**MATERIAL FOR THIS EXERCISE:**
***

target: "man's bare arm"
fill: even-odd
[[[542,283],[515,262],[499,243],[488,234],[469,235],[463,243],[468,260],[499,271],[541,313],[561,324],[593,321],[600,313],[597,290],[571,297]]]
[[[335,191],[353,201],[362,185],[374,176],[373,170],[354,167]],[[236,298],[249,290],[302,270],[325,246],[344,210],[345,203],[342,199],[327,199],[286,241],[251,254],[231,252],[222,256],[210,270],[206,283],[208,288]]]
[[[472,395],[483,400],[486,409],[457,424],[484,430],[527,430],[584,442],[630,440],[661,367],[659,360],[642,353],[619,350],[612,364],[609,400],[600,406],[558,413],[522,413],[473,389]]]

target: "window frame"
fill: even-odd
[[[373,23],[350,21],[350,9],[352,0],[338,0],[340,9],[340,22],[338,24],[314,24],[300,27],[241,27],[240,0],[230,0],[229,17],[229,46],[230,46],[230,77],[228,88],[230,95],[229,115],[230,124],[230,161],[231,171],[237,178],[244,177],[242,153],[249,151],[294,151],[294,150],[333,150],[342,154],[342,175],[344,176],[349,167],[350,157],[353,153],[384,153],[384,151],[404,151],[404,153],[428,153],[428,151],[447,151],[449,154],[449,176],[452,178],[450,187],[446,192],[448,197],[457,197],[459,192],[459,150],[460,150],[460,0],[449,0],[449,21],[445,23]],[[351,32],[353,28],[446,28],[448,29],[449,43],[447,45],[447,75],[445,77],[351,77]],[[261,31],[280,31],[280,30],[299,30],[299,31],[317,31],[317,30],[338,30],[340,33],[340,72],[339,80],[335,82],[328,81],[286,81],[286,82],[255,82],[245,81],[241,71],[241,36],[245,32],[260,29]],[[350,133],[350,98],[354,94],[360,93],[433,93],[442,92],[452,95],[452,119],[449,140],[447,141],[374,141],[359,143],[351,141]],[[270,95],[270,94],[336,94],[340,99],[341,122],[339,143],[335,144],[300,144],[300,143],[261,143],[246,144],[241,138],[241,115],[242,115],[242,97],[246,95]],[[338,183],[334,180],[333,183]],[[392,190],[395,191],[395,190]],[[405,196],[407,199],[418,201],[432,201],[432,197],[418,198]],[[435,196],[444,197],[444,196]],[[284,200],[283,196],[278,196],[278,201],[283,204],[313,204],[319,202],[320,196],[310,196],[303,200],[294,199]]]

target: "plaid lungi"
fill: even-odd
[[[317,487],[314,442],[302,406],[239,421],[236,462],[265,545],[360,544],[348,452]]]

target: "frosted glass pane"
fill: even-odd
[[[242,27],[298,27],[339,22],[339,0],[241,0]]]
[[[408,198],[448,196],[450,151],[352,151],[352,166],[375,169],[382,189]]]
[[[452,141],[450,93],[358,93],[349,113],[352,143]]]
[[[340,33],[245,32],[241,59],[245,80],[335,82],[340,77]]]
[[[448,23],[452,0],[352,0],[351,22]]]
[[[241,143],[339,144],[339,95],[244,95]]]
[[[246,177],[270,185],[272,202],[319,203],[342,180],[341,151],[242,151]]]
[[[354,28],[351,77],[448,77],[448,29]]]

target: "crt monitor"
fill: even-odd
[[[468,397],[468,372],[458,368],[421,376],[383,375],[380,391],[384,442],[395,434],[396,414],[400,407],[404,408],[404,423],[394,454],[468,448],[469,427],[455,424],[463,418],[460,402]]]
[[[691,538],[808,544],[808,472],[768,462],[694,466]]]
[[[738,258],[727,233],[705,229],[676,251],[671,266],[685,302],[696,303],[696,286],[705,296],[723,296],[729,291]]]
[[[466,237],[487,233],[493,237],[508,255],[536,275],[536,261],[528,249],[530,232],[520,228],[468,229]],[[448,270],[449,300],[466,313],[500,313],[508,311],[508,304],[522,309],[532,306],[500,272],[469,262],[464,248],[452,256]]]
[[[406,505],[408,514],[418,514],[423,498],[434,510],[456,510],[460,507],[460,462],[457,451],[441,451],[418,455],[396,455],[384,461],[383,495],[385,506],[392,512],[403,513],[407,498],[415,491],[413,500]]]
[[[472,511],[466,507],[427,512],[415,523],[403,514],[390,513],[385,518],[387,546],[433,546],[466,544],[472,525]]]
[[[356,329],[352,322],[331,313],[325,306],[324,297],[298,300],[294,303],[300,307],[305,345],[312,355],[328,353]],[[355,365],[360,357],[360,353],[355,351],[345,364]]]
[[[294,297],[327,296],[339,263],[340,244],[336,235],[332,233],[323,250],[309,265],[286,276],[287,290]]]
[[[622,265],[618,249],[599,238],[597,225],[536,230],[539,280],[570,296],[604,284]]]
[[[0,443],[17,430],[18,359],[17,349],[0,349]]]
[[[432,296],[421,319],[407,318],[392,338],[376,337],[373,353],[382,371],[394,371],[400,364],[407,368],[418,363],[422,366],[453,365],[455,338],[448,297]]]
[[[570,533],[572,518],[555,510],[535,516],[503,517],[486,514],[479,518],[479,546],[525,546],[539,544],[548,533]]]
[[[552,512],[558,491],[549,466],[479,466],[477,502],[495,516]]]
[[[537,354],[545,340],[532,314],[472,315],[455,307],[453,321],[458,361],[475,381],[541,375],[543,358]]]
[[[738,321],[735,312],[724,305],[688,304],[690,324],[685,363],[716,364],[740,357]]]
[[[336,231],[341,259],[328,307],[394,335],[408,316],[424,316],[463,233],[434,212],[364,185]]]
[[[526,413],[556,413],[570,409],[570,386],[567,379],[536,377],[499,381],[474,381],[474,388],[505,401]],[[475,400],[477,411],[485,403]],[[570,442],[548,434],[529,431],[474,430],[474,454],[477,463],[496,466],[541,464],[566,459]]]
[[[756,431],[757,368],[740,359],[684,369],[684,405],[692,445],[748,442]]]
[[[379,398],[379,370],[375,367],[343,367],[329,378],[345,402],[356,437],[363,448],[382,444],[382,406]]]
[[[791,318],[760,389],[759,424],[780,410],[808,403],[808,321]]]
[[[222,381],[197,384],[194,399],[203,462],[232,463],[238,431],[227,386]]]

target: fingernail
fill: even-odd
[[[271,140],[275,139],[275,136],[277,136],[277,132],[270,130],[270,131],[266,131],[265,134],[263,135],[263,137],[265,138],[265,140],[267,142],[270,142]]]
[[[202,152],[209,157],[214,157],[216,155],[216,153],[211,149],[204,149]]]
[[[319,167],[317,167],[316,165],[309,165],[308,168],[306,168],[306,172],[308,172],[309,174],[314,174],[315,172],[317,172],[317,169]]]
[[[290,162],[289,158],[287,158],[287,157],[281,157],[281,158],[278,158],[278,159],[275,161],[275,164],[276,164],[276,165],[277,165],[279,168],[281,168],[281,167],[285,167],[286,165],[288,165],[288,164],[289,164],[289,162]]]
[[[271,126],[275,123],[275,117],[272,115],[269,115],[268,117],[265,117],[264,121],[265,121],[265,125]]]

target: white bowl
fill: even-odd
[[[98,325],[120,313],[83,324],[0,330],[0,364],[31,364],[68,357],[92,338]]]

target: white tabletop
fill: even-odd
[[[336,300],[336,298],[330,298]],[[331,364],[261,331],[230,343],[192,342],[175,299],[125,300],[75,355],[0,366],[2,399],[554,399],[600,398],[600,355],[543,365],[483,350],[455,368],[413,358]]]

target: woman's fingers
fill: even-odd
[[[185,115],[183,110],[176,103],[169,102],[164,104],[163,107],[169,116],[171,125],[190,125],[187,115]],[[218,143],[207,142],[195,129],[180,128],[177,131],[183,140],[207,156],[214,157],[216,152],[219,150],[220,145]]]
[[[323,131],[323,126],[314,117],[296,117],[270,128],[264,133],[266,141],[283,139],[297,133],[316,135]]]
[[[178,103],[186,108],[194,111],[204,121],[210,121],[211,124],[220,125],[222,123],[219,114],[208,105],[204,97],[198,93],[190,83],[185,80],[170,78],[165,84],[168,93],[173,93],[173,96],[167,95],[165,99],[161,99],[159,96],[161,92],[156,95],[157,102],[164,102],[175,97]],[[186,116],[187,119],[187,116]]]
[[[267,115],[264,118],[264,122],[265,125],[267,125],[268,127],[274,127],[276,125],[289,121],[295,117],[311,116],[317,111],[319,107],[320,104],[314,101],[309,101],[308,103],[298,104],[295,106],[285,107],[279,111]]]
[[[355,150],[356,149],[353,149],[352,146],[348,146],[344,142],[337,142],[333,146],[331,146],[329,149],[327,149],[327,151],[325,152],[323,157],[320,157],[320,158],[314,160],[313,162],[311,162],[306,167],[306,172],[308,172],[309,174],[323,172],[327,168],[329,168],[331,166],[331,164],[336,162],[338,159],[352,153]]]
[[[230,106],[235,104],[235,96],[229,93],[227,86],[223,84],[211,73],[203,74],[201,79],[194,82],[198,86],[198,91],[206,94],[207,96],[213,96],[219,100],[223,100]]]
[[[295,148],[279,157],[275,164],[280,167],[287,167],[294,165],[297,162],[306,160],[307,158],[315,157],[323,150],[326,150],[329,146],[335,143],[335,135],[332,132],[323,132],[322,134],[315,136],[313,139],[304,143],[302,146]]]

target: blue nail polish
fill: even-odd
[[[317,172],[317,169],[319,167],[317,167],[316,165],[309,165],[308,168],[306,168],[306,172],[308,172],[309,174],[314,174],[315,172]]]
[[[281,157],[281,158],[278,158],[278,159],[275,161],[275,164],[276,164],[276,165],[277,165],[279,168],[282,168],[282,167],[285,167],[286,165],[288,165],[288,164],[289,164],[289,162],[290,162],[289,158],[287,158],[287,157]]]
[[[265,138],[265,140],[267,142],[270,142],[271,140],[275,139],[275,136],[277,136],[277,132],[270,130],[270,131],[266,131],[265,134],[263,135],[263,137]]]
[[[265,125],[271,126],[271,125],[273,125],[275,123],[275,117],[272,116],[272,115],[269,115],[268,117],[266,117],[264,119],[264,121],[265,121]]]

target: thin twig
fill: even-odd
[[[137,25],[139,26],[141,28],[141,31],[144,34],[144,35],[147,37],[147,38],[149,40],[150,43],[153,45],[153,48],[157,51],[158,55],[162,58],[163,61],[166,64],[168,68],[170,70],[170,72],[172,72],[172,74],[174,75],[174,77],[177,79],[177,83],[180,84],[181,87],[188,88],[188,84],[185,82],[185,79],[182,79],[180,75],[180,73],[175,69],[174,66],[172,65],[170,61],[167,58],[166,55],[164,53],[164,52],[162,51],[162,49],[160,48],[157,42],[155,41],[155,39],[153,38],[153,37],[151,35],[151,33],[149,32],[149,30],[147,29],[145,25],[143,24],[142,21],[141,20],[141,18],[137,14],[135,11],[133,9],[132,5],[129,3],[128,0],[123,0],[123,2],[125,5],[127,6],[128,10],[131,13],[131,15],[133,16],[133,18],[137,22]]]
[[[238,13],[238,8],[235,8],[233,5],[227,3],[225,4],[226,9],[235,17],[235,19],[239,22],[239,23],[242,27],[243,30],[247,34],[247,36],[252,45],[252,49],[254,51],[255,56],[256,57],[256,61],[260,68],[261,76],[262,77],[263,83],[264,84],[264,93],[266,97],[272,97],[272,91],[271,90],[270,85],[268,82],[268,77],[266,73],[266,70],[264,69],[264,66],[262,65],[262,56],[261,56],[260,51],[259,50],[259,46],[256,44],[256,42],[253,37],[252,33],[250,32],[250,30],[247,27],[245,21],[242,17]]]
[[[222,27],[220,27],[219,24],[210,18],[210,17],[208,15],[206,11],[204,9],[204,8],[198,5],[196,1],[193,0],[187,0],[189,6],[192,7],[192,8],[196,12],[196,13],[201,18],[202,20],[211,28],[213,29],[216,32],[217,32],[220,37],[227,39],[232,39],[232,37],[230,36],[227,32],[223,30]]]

***

**WRITTEN REQUEST:**
Select each line of the items above that contains the word "target", and copy those lines.

**OUTPUT OF THE EXERCISE:**
target: "man's bare arm"
target: "window frame"
target: "plaid lungi"
target: "frosted glass pane"
target: "crt monitor"
target: fingernail
target: white bowl
target: white tabletop
target: woman's fingers
target: blue nail polish
target: thin twig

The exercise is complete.